[Tasks to carry out]
[A] List every piece of furniture named in the Gateway article.
[B] Please reproduce the Gateway article word for word between "In the early" and "early 20th century.", inclusive.

Two decades after we graduated, we’re learning about life from our Gateway friends all over again

By Sarah Chan, ’03 BA, and Jhenifer Pabillano, ’04 BA

November 10, 2021 •

In the early 2000s, The Gateway offices were a grubby, windowless warren in the basement of the Students’ Union Building, where 20-somethings in bootcut jeans made two newspapers a week. The newsroom walls were papered with movie posters and band stickers sent free to the entertainment section. The photo lab, with its faintly acrid smells, hid at the end of a long corridor in the back. In the large meeting room, a circle of vinyl couches and drooping second-hand loveseats was ringed by giant bookshelves bearing bound editions of Gateways going back to the early 20th century.

[Rows]
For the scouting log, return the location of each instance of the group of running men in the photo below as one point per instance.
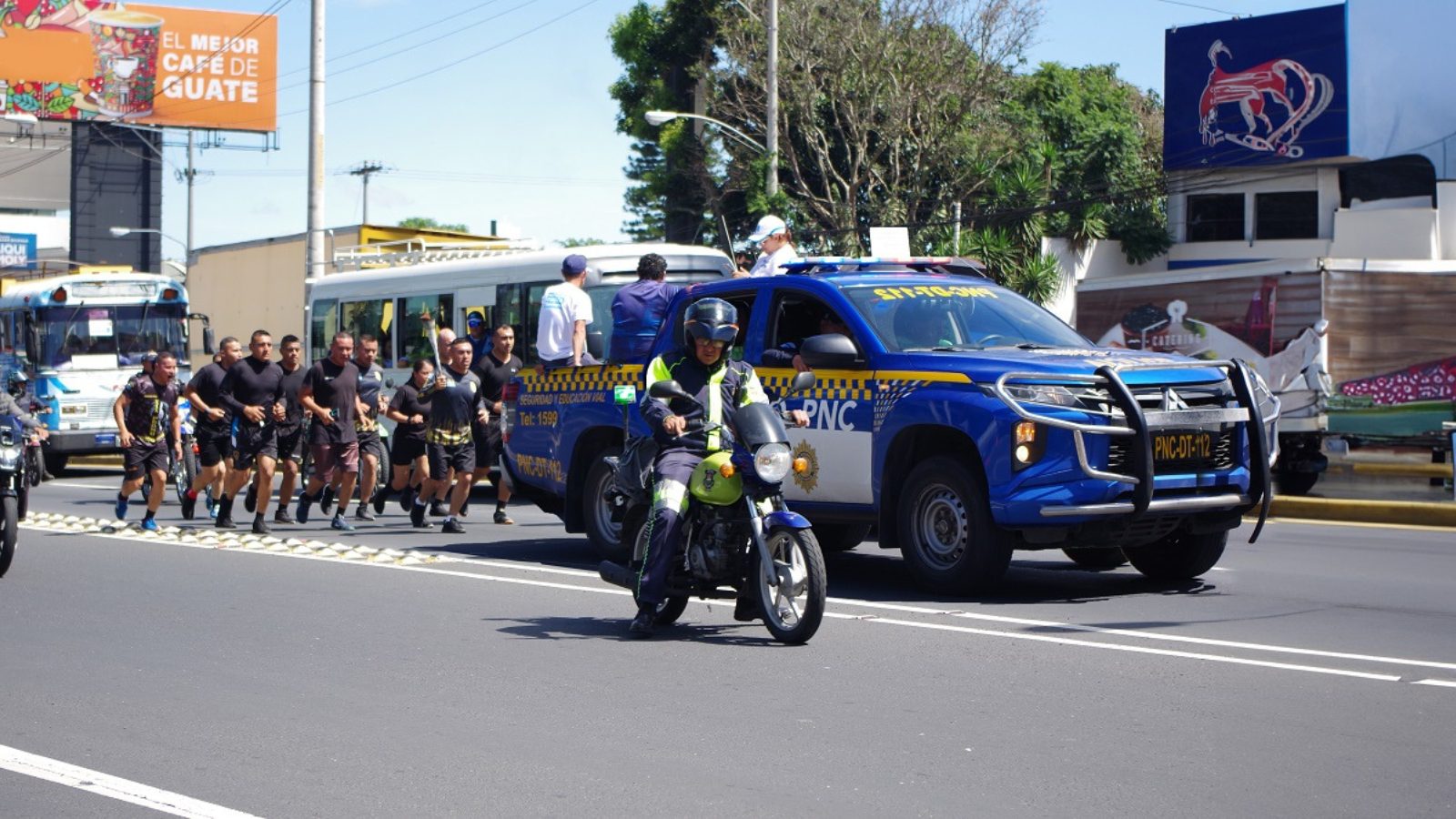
(254, 414)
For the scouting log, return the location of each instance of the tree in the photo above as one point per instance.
(426, 223)
(666, 53)
(888, 109)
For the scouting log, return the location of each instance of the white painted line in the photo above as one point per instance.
(113, 787)
(1148, 634)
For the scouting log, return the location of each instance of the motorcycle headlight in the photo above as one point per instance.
(772, 462)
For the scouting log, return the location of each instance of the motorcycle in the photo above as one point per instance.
(15, 487)
(737, 531)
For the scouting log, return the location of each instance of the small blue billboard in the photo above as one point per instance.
(1257, 91)
(16, 251)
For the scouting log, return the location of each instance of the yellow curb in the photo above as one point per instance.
(1405, 470)
(1392, 511)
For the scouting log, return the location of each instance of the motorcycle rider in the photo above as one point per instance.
(705, 372)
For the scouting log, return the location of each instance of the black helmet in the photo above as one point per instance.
(711, 318)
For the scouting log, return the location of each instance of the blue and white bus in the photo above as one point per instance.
(79, 339)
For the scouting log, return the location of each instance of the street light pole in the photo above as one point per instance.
(771, 186)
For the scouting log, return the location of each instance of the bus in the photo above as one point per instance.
(79, 339)
(390, 293)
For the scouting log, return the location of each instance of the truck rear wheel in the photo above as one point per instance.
(596, 511)
(946, 533)
(1178, 555)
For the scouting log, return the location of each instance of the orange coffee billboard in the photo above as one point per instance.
(94, 60)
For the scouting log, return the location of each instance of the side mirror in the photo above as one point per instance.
(667, 389)
(803, 382)
(829, 351)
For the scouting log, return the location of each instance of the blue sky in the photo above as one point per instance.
(521, 130)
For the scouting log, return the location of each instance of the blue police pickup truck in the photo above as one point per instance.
(951, 416)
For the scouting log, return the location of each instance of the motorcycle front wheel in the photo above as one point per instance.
(793, 608)
(12, 516)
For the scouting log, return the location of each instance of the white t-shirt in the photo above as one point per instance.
(772, 264)
(562, 307)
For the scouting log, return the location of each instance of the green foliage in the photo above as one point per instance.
(426, 223)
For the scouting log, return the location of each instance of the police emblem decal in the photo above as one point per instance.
(807, 480)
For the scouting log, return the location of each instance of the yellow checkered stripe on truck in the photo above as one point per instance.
(581, 379)
(827, 385)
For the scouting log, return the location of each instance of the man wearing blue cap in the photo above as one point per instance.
(774, 239)
(561, 337)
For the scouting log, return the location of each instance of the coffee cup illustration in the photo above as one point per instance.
(126, 46)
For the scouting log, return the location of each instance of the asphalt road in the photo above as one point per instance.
(490, 675)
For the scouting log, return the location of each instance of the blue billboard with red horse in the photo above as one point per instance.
(1257, 91)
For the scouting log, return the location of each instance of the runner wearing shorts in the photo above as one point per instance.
(252, 390)
(213, 430)
(455, 405)
(146, 414)
(408, 450)
(331, 395)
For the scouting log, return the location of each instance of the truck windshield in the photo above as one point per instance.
(934, 315)
(109, 337)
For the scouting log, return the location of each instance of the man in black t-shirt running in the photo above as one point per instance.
(146, 417)
(252, 390)
(331, 395)
(213, 426)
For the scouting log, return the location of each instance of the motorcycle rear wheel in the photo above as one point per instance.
(791, 610)
(9, 532)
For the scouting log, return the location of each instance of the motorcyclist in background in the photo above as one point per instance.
(703, 370)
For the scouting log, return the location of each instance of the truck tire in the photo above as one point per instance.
(841, 537)
(1178, 555)
(1289, 482)
(596, 513)
(946, 535)
(1097, 560)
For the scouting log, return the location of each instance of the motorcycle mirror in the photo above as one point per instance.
(666, 389)
(803, 382)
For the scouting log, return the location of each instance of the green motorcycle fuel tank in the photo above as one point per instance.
(710, 486)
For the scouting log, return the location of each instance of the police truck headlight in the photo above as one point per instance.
(772, 462)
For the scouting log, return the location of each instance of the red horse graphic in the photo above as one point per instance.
(1254, 89)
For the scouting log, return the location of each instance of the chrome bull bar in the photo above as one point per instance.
(1130, 420)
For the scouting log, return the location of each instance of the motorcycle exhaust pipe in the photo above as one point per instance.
(618, 574)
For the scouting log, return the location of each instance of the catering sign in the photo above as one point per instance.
(91, 60)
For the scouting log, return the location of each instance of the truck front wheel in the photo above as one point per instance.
(1178, 555)
(946, 535)
(596, 511)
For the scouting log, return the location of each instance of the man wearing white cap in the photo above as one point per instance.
(772, 237)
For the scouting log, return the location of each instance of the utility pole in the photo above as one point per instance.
(364, 171)
(315, 237)
(772, 94)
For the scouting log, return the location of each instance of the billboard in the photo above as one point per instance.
(18, 251)
(92, 60)
(1257, 91)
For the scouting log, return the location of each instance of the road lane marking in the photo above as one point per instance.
(130, 535)
(113, 787)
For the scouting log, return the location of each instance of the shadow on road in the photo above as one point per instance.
(599, 629)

[Completed exercise]
[A]
- Vinyl couches
- Drooping second-hand loveseats
- Giant bookshelves

[B]
In the early 2000s, The Gateway offices were a grubby, windowless warren in the basement of the Students’ Union Building, where 20-somethings in bootcut jeans made two newspapers a week. The newsroom walls were papered with movie posters and band stickers sent free to the entertainment section. The photo lab, with its faintly acrid smells, hid at the end of a long corridor in the back. In the large meeting room, a circle of vinyl couches and drooping second-hand loveseats was ringed by giant bookshelves bearing bound editions of Gateways going back to the early 20th century.